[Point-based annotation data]
════════════════

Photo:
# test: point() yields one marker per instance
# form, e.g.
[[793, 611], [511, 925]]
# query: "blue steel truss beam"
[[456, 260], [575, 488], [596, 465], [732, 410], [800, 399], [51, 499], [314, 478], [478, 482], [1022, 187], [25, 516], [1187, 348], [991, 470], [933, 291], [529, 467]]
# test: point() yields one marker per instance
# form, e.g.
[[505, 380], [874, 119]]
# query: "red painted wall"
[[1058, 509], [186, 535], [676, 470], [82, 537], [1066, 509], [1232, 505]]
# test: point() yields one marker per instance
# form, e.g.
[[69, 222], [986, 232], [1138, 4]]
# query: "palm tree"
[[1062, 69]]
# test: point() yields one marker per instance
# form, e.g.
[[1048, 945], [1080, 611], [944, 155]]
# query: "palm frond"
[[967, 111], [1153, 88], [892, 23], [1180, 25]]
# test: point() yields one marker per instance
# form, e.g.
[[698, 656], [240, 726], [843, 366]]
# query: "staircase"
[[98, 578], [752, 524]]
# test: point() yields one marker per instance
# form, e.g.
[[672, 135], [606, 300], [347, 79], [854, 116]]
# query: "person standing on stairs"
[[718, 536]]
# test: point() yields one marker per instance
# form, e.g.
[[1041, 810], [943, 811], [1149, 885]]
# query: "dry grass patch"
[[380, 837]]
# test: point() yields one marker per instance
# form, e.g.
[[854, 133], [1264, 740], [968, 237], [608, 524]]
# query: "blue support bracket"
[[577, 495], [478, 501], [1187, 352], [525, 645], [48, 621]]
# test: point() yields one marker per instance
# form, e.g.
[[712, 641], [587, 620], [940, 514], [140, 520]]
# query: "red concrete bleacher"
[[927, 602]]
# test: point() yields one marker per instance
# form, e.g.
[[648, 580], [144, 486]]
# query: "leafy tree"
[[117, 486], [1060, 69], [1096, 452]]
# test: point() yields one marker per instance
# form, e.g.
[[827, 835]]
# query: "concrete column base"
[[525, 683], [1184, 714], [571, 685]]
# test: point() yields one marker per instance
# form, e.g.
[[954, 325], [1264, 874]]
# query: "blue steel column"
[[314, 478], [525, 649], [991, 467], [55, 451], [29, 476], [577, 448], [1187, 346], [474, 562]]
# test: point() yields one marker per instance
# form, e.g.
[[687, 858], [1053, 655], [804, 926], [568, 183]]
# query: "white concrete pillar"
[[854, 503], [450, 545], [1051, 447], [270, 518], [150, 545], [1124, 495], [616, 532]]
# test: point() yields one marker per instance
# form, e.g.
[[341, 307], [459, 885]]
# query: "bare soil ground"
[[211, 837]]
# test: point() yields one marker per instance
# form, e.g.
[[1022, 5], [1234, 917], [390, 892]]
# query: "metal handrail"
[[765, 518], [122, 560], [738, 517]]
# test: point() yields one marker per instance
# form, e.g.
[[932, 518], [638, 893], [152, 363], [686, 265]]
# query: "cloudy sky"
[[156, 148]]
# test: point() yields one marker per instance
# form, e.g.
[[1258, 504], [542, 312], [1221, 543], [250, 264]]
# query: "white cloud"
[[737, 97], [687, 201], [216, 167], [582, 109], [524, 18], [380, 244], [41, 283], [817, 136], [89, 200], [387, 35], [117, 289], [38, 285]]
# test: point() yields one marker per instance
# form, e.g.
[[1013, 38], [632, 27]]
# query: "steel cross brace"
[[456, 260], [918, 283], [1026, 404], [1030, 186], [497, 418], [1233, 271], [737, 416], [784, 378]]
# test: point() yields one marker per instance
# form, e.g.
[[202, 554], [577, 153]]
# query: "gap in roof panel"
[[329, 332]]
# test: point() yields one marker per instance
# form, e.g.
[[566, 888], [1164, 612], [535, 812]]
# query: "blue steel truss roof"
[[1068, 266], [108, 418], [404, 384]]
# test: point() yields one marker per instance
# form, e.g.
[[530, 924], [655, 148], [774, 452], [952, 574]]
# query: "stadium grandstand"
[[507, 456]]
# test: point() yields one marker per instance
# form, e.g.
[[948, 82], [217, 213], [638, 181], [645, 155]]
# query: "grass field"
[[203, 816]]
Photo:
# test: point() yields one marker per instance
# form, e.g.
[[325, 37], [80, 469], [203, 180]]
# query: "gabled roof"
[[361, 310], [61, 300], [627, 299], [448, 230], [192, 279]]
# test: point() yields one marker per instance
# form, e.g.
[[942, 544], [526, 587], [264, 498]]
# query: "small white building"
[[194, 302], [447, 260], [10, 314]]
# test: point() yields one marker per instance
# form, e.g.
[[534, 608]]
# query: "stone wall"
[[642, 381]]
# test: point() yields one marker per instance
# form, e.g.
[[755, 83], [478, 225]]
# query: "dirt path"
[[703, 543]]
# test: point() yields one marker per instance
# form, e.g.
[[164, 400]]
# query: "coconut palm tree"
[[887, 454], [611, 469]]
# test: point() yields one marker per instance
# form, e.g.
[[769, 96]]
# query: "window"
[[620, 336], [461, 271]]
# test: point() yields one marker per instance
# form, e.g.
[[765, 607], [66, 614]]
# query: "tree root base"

════════════════

*GIVEN REQUEST*.
Rewrite the items starting at the beginning and ending at the line containing "[[967, 111], [1153, 88], [892, 23], [1180, 25]]", swapping "instance" for "object" and leaving everything else unchanged.

*CORRECT OUTPUT*.
Photo:
# test: point() yields one marker per object
# form, e.g.
[[793, 611], [511, 925]]
# query: "blue steel truss beam"
[[456, 260], [575, 488], [596, 465], [732, 410], [800, 399], [51, 499], [314, 478], [478, 482], [1022, 187], [25, 516], [1187, 348], [991, 470], [933, 291], [529, 467]]
# test: point() yields one marker per object
# form, e.g.
[[505, 380], [874, 119]]
# query: "red painted wall"
[[1058, 509], [186, 535], [676, 470], [82, 537], [1066, 509], [1232, 505]]
# test: point() yields one marker per object
# form, e.g.
[[69, 222], [986, 232], [1138, 4]]
# query: "palm tree"
[[1062, 69]]
# test: point() yields one marker per object
# form, e.g.
[[1048, 945], [1080, 611], [944, 155]]
# query: "palm frond"
[[967, 111], [1153, 88], [892, 23], [1180, 25]]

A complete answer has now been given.